Work to complete>
List every distinct PHP file name in the forum post below, each one once.

Page>
══════

Forum Moderators: phranque
Sometimes there are whole squads of bots concurrently munching. This is not a problem per se, it's more to do with the specific types of links that they munch. For instance I've opened up slideshow functionality. This isn't much good to a bot and, to be fair, the bots don't actually use the slideshow URIs for the purpose intended. However slideshow links shouldn't be catalogued.
I hope it's reasonably obvious what it is that I am trying to code but, briefly, the code needs to specifically and accurately identify the family of bots and block a number of inappropriate generic PHP calls...
# FORBID all Googlebots slideshow
RewriteCond %{HTTP_USER_AGENT} "Googlebot/2.1"
RewriteCond %{REMOTE_ADDR} ^64\.68\.(6[4-9]¦[7-8][0-9]¦9[0-5])\.
RewriteCond %{REQUEST_URI} (/slideshow.php)
RewriteRule .* - [F]
# Googlebots stuff
RewriteCond %{HTTP_USER_AGENT} "Googlebot/2.1"
RewriteCond %{REMOTE_ADDR} ^64\.68\.(6[4-9]¦[7-8][0-9]¦9[0-5])\.
######RewriteCond %{REQUEST_URI} (&?PHPSESSID=) [NC]
RewriteCond %{REQUEST_URI} (/search.php¦/view_photo.php¦/view_photo.php?id=¦/view_photo_properties.php?set_albumName=¦/do_command.php?set_fullOnly=¦/&)
#RewriteCond %{REQUEST_URI} (/view_photo.php?id=) [OR]
#RewriteCond %{REQUEST_URI} (/view_photo_properties.php?set_albumName=) [OR]
#RewriteCond %{REQUEST_URI} (/do_command.php?set_fullOnly=) [OR]
#RewriteCond %{REQUEST_URI} (/&)

══════

Dataset content>
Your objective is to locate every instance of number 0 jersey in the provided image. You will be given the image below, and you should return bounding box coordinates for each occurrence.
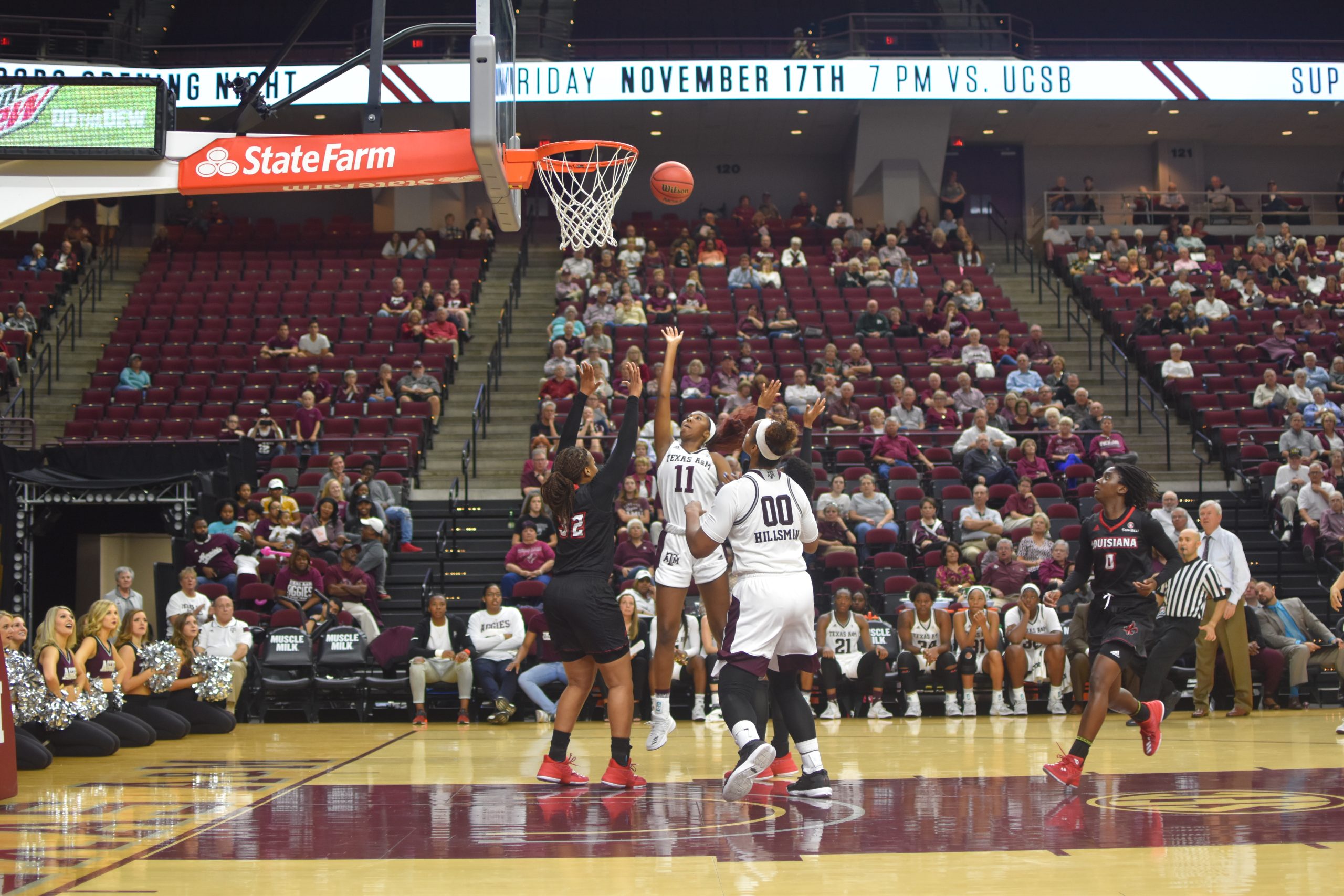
[657,439,719,535]
[693,470,817,575]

══════

Solved exercise>
slideshow.php
search.php
view_photo.php
view_photo_properties.php
do_command.php